§ **TASK DIRECTIONS**:
Repeat word for word the passage of the article on medical system security, starting at "One trojan, Medjack, enters" and ending at "the black market.".

§ **EXTRACT PROVIDED**:
The healthcare industry is a well-known information security dumpster fire, from the entire hospitals hijacked by ransomware to the useless security on medical devices to the terrifying world of shitty state security for medical implants — all made worse by the cack-handed security measures that hospital workers have to bypass to get on with saving our lives (and it's about to get worse, thanks to the Internet of Things>).
But the poor security of the medical device world doesn't just affect the devices themselves. The proliferation of literally insecurable medical systems running orphaned operating systems with thousands of know, unpatchable defects provides a soft target for identity thieves looked to pillage your health records.
One trojan, Medjack, enters healthcare facilities by penetrating these badly secured diagnostic and administrative systems and then fans out across the network, cracking patient record systems. These records are used for tax fraud and identity theft, and to steal narcotics prescriptions that can be filled from online pharmacies and then resold on the black market.
Security firm Trapx says that "every time" they visit a healthcare facility, they find Medjack infections running rampant on the network, using exploits designed to take over Windows 2000 systems to seize control of the creaking, non-upgradeable systems that are inevitably found in these facilities.
Meanwhile, Section 1201 of the DMCA and the Computer Fraud and Abuse Act still impose possible criminal sanctions — including long prison sentences — on researchers who probe, reverse-engineer, or publish warnings about these sysems.

§ **RECORD SET**:
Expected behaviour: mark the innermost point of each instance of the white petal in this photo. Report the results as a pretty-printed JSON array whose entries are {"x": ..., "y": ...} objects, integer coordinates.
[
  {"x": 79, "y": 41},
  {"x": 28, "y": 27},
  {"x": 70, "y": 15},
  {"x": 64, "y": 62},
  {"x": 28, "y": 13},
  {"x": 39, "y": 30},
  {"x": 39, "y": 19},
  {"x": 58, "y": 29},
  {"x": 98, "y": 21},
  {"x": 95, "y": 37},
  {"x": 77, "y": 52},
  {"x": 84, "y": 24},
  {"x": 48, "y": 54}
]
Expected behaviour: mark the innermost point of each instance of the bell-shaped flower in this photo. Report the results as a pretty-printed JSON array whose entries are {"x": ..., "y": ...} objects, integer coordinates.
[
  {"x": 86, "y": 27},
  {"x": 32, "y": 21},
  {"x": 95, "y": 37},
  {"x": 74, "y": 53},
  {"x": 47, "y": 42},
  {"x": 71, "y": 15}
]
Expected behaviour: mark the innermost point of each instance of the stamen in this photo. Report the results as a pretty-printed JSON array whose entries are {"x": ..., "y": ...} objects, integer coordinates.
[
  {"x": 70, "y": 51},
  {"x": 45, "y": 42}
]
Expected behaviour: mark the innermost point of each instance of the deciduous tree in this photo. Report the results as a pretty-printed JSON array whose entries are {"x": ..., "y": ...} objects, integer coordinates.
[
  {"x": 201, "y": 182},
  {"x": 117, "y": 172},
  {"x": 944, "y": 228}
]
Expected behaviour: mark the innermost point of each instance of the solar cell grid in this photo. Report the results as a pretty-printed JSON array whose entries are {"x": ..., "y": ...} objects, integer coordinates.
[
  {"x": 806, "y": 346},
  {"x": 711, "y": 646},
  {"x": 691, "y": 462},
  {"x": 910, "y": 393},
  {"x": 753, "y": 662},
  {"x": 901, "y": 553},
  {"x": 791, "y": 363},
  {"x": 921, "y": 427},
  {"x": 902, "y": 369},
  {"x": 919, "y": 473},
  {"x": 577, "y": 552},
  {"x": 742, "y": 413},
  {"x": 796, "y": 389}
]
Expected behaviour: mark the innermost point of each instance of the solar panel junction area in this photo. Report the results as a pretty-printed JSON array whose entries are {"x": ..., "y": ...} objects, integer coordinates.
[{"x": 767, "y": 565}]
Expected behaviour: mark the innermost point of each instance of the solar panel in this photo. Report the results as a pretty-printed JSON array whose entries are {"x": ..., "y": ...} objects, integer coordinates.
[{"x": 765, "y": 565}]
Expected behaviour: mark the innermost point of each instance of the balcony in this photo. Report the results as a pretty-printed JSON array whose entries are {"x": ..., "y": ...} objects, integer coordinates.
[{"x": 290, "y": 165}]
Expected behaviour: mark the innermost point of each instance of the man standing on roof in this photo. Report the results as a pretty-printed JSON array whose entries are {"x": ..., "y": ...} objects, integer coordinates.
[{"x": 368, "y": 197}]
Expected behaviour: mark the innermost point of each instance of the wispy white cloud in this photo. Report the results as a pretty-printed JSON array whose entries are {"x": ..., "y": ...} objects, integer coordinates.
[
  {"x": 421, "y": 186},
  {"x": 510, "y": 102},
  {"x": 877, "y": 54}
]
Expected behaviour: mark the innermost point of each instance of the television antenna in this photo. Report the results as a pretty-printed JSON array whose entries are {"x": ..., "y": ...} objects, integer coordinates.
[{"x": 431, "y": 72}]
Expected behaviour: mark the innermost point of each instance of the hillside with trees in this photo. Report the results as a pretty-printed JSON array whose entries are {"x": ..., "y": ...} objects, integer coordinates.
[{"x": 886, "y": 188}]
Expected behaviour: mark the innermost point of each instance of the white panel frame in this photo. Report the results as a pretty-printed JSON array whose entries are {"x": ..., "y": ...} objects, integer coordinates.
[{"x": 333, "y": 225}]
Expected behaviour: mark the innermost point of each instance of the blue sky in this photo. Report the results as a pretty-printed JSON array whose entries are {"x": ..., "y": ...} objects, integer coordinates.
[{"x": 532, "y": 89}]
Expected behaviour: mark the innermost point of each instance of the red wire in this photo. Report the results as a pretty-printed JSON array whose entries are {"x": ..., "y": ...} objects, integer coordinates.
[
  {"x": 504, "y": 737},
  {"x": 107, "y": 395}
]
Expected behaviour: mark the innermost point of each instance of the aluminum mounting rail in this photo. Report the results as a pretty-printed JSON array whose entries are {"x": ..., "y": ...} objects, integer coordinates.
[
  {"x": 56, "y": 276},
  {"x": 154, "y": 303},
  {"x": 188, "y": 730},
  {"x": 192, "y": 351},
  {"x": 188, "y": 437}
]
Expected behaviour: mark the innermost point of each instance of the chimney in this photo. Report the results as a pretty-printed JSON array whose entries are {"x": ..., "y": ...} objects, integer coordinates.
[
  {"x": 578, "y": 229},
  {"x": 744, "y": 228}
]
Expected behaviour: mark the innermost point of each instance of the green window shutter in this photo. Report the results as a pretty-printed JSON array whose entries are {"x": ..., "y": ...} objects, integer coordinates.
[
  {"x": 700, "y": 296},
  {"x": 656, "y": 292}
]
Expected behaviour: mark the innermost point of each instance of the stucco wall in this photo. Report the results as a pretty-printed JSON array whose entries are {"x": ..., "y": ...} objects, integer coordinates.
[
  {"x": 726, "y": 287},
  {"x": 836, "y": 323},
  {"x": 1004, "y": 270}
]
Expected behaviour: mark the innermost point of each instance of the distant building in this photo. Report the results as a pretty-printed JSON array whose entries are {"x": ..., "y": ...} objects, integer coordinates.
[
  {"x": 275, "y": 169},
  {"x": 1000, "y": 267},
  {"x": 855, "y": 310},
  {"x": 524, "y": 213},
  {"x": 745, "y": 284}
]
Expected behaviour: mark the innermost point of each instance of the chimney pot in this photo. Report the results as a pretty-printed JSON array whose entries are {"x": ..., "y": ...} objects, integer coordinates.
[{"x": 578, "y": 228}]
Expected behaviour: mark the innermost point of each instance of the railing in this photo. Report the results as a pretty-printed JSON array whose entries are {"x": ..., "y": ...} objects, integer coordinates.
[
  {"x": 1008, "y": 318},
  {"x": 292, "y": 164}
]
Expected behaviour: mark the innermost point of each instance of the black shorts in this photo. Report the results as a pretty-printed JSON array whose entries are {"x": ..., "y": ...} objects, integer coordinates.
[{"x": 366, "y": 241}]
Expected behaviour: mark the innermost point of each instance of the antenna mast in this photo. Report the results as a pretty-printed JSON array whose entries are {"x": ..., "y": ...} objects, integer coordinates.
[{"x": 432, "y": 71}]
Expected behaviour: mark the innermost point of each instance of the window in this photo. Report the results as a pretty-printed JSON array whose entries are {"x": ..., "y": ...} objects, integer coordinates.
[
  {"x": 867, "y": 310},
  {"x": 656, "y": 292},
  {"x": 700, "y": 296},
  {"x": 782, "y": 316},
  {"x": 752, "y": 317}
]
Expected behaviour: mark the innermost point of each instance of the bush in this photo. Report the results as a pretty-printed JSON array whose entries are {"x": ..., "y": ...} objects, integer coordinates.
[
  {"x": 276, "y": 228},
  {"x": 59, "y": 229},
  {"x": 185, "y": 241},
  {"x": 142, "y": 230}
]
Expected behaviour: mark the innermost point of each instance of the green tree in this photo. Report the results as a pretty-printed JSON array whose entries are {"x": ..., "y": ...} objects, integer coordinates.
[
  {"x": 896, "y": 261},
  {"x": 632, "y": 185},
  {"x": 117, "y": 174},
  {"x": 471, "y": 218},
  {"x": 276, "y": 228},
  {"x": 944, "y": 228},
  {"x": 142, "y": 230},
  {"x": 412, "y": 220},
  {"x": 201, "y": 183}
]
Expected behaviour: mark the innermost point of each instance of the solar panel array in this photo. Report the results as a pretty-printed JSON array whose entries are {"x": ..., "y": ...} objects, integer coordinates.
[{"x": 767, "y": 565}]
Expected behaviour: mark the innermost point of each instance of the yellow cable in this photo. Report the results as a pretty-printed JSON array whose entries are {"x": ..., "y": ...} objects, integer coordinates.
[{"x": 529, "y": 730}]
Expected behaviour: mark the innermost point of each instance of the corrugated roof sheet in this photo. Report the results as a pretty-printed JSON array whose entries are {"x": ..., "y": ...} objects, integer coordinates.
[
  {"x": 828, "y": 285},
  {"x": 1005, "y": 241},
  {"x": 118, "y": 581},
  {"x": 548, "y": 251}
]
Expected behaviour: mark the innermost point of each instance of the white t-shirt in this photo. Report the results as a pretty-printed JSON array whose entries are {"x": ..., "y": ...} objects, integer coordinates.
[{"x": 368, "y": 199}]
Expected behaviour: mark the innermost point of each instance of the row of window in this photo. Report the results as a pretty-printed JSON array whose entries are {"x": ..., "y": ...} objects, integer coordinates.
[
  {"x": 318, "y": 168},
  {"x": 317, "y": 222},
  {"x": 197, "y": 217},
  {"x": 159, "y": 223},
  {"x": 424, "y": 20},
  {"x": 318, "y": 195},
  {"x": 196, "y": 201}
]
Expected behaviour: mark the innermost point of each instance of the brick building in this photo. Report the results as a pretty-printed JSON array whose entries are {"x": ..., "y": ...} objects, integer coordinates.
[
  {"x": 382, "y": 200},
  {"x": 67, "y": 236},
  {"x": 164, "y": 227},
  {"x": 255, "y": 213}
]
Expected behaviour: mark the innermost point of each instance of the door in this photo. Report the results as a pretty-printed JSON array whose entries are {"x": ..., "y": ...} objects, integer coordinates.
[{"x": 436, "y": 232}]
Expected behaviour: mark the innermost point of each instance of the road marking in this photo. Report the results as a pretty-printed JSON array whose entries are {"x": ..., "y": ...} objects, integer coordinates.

§ **RESPONSE**:
One trojan, Medjack, enters healthcare facilities by penetrating these badly secured diagnostic and administrative systems and then fans out across the network, cracking patient record systems. These records are used for tax fraud and identity theft, and to steal narcotics prescriptions that can be filled from online pharmacies and then resold on the black market.